** Records to use **
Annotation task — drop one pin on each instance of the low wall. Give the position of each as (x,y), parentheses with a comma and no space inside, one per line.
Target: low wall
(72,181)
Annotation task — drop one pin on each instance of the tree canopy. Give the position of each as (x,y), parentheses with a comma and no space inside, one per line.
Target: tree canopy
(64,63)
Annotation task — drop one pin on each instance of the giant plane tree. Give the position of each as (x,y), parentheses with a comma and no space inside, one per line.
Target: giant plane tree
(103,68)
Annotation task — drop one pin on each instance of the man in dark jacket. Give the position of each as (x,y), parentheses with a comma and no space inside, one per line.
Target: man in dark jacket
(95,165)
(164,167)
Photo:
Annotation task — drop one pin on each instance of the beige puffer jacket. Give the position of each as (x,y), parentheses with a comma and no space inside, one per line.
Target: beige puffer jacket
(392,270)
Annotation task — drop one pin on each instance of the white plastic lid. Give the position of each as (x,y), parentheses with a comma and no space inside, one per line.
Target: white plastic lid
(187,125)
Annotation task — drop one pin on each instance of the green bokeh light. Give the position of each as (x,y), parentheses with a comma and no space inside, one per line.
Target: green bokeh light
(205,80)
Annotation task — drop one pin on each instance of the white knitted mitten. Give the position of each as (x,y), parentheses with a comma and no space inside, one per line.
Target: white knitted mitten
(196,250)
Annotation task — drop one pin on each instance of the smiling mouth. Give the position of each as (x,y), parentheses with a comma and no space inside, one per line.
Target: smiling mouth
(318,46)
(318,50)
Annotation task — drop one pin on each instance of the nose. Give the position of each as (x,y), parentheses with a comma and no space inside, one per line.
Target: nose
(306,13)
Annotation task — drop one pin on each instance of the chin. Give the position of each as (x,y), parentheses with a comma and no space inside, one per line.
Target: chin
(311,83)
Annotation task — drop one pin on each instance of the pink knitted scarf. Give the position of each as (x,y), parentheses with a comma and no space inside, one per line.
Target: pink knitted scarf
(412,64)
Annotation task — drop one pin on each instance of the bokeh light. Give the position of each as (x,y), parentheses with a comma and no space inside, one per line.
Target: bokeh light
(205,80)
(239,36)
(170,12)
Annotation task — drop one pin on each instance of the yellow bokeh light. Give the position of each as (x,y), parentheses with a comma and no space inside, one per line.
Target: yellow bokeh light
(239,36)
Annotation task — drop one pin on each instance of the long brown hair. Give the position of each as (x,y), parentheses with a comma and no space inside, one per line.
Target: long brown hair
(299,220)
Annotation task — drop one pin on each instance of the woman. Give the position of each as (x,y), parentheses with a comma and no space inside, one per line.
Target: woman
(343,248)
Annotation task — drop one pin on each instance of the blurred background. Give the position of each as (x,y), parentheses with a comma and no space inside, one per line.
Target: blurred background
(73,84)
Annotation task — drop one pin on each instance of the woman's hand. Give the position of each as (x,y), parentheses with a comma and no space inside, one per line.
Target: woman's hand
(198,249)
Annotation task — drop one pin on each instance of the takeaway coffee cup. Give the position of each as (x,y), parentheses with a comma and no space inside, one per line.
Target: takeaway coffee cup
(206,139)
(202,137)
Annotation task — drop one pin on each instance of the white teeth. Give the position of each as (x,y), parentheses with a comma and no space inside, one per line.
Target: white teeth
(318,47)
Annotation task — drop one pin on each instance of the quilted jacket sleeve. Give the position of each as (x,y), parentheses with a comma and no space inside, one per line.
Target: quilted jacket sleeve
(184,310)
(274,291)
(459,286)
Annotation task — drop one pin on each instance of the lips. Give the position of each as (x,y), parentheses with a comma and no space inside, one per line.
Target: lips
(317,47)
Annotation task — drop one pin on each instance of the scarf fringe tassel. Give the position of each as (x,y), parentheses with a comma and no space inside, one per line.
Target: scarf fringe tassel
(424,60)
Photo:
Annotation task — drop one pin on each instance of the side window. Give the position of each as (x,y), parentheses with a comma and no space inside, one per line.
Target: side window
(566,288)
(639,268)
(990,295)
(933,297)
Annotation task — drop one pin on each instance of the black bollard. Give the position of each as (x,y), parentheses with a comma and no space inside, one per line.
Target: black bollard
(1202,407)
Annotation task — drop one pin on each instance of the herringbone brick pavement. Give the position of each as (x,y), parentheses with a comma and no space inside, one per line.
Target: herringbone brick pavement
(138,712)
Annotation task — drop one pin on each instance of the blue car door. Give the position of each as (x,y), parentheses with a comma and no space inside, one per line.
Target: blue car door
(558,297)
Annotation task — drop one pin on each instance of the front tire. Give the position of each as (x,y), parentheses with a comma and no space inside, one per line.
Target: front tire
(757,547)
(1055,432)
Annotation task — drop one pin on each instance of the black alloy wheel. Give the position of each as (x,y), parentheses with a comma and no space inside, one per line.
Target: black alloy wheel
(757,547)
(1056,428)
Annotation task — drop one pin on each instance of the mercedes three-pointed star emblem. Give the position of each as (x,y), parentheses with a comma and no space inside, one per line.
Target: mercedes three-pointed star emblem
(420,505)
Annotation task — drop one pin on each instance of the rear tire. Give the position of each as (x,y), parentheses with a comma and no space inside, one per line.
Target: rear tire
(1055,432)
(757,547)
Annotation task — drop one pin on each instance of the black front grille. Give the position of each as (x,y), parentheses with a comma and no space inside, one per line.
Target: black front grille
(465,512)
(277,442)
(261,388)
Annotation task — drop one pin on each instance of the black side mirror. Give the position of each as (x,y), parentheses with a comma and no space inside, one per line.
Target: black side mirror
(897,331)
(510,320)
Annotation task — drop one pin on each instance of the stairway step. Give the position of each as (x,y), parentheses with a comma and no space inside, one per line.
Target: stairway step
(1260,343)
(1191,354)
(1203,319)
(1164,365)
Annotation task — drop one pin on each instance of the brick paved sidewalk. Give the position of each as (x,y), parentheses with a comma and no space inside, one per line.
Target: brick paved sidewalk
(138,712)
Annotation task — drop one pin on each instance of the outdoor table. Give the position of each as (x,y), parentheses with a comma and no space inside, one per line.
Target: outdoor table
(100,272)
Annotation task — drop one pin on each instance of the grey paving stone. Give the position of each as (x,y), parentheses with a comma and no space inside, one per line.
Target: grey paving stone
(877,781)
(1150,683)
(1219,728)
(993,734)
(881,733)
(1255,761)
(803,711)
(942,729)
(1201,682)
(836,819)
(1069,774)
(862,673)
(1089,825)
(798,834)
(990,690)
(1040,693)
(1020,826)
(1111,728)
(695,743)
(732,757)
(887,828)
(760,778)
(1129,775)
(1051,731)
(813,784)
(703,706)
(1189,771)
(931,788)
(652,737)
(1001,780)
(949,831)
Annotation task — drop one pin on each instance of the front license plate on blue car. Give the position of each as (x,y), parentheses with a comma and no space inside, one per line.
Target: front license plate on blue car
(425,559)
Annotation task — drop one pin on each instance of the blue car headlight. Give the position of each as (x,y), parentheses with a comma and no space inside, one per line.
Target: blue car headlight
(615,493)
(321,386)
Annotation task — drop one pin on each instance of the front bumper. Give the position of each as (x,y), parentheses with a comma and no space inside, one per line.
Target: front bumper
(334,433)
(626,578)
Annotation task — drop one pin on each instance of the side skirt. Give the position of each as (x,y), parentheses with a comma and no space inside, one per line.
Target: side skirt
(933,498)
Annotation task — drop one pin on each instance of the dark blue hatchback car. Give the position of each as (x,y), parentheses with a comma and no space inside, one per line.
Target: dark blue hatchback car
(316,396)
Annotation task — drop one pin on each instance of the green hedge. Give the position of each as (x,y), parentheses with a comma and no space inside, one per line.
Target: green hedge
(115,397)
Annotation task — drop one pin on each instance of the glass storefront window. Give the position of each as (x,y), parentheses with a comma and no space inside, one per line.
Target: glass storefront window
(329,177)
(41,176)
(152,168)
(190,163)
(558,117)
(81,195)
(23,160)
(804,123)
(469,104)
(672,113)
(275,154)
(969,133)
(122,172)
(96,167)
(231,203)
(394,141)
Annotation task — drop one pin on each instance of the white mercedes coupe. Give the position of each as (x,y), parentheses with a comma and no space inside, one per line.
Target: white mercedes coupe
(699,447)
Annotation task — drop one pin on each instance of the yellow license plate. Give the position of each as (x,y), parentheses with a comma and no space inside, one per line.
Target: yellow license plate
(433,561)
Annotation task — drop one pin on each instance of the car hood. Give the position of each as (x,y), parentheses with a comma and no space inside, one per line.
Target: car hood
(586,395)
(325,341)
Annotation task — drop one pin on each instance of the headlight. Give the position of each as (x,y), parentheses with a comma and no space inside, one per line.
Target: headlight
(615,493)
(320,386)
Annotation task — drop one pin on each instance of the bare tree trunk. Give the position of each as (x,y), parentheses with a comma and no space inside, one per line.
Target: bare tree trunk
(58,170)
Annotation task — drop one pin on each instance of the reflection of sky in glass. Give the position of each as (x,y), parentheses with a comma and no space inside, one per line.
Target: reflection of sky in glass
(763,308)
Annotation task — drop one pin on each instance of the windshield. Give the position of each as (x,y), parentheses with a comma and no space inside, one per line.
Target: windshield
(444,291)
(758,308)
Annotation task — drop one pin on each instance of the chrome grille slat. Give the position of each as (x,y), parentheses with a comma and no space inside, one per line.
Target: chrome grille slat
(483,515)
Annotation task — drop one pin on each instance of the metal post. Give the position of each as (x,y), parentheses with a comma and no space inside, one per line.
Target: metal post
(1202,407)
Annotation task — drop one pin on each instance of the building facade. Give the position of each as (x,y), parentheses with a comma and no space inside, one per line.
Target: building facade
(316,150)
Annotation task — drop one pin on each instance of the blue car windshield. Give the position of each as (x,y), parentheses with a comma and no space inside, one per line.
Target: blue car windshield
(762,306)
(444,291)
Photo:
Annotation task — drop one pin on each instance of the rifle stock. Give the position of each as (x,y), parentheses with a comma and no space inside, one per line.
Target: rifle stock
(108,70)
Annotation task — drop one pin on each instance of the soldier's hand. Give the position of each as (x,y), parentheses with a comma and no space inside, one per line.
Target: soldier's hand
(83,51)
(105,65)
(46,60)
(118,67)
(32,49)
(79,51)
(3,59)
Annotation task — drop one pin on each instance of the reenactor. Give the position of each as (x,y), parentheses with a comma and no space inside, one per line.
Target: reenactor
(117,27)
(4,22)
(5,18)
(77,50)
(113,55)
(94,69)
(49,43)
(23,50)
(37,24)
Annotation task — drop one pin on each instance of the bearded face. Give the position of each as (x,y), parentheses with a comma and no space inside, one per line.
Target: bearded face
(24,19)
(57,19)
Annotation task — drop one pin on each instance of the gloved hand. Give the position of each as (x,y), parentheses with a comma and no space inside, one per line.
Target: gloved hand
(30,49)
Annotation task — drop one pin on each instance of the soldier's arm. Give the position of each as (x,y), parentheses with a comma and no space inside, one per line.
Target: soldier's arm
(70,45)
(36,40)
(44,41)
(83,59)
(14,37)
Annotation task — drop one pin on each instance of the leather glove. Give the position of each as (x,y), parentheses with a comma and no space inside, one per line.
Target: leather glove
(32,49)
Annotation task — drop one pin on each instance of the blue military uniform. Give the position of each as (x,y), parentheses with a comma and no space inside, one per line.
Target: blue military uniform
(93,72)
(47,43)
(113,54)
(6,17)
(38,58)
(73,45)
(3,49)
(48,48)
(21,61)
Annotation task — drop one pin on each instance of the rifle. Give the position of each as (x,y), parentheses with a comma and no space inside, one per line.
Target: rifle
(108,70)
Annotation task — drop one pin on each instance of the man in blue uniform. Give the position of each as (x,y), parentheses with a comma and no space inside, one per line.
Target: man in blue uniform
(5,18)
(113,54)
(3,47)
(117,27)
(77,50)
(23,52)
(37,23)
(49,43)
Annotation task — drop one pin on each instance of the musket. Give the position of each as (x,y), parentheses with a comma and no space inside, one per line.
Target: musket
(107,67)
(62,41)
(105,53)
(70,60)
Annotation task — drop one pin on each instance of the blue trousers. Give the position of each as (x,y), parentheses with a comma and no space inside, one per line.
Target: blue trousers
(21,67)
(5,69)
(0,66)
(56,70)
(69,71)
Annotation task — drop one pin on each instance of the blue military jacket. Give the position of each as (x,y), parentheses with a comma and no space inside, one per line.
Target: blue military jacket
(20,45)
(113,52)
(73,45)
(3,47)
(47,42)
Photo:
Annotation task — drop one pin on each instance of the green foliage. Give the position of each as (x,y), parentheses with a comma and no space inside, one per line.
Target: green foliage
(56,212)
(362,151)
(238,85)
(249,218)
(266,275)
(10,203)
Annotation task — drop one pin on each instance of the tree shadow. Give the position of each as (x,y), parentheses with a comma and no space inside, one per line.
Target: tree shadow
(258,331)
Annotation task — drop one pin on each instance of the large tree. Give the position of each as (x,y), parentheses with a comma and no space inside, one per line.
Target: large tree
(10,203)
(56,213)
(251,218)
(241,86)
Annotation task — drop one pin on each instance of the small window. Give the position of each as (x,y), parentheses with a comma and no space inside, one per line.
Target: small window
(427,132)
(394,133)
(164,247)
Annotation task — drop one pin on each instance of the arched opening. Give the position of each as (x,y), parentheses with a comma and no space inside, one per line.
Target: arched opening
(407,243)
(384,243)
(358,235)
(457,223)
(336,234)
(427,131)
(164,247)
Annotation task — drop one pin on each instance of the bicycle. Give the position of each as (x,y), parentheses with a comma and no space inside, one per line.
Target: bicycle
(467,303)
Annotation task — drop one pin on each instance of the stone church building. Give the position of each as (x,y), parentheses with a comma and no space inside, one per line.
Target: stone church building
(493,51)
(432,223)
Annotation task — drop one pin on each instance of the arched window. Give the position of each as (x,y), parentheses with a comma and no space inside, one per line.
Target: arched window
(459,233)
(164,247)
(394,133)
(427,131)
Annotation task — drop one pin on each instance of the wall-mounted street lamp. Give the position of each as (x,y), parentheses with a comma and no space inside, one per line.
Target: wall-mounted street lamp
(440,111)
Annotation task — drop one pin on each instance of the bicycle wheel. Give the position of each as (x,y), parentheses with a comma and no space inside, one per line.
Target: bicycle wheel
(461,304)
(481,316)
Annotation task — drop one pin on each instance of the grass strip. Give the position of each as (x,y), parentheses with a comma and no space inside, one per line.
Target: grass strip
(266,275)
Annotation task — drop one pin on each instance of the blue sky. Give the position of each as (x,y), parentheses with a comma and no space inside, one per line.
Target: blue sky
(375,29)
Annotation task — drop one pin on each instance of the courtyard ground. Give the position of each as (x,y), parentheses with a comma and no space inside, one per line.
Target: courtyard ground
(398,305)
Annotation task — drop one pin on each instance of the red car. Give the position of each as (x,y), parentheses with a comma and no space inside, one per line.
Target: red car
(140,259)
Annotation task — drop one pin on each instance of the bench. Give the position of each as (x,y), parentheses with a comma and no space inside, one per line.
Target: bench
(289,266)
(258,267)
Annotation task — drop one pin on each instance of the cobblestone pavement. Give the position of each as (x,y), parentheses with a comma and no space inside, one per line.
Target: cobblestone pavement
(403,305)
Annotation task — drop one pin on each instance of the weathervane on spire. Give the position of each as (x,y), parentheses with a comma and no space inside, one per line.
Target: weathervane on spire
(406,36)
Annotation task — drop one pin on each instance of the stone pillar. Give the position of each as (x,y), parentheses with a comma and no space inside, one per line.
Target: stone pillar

** Problem **
Search the entries for the word "pillar". Copy each line where it appears.

** Exercise output **
Annotation task — drop one pin on each instance of the stone pillar. Give the position of each as (x,y), parentheses with a comma and no space inside, one per line.
Target: stone pillar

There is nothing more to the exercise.